Only the lines in the entries below from the line with "## Quickstart" to the line with "Phrase: camouflage trousers", both included, belong in the answer, transcribed exactly and without pictures.

BEGIN Given data

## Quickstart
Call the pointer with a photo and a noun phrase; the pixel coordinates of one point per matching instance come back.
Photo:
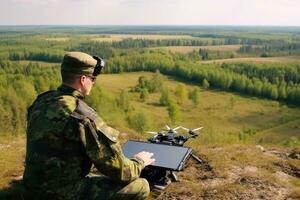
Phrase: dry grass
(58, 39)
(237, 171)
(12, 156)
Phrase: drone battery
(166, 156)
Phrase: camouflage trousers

END Given data
BEGIN Given data

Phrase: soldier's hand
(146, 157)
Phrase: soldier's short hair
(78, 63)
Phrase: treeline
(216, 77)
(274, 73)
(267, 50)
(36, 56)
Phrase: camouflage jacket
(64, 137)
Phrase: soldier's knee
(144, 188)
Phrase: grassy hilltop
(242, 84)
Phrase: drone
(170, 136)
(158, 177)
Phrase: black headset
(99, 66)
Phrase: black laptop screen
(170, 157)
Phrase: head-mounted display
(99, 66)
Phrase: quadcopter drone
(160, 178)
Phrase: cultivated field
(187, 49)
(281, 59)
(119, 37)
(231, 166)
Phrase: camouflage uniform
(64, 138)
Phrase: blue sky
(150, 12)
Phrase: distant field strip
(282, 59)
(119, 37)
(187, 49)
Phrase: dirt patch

END Given data
BEGIN Given data

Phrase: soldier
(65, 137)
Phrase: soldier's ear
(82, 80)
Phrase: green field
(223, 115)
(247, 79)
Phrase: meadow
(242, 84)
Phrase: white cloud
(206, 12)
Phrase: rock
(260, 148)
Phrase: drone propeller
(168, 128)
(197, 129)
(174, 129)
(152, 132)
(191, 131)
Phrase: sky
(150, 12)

END Given data

Solved problem |
## Quickstart
Call the pointer with a photo and a noun phrase; the pixel coordinates of one point per matching instance come back.
Photo:
Phrase: dry grass
(58, 39)
(237, 171)
(12, 156)
Phrase: drone battery
(166, 156)
Phrase: camouflage trousers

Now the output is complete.